**TEXTAUSZUG**
Entscheidungsstichwort (Thema)
Soziale Pflegeversicherung. Beitragszuschlag für Kinderlose. nichteheliche Lebensgemeinschaft. Stiefelternbegriff. Privilegierung der Ehe. Verfassungsmäßigkeit
Leitsatz (amtlich)
Der Partner einer nichtehelichen Lebensgemeinschaft, der Kinder seiner Partnerin, die nicht gleichzeitig seine eigenen Kinder sind, im gemeinsamen Haushalt mit erzieht, ist nicht Elternteil im Sinne des § 55 Abs 3 S 2 SGB XI in Verbindung mit § 56 Abs 1 S 1 Nr 3 und Abs 3 Nr 2 und 3 SGB I und deshalb nicht vom Beitragszuschlag für Kinderlose in der Pflegeversicherung befreit.
Orientierungssatz
Ein Verstoß gegen den Gleichheitssatz des Art 3 Abs 1 GG liegt nicht vor.

**ARBEITSANWEISUNGEN**
(a) Erkläre anhand des Textauszugs zum Beitragszuschlag für Kinderlose, warum der Partner einer nichtehelichen Lebensgemeinschaft nicht vom Beitragszuschlag befreit ist, wenn er die Kinder seiner Partnerin im gemeinsamen Haushalt mit erzieht. Antworte in ein bis drei Sätzen.
(b) Führe den Textauszug zum Beitragszuschlag für Kinderlose ab seinem letzten Satz fort.

**BEREITGESTELLTES MATERIAL**
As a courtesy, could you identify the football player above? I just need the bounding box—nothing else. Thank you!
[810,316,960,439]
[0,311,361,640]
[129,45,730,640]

**ERWARTETE LÖSUNGEN**
(a) Der Partner ist nicht vom Beitragszuschlag befreit, weil er nicht Elternteil im Sinne des § 55 Abs 3 S 2 SGB XI in Verbindung mit § 56 Abs 1 S 1 Nr 3 und Abs 3 Nr 2 und 3 SGB I ist. Das gilt, solange die Kinder seiner Partnerin nicht gleichzeitig seine eigenen Kinder sind.

(b)
Nachgehend
Tenor
1. Auf die Berufung der Beklagten wird das Urteil des Sozialgerichts Mainz vom 21.4.2015 abgeändert. Die Klage wird in vollem Umfang abgewiesen.
2. Außergerichtliche Kosten sind in beiden Rechtszügen nicht zu erstatten.
3. Die Revision wird zugelassen.
Tatbestand
Umstritten ist, ob der Kläger den Beitragszuschlag für Kinderlose nach § 55 Abs. 3 Satz 1 Elftes Buch Sozialgesetzbuch (SGB XI) als Bestandteil des Beitrags zur sozialen Pflegeversicherung zu leisten hat.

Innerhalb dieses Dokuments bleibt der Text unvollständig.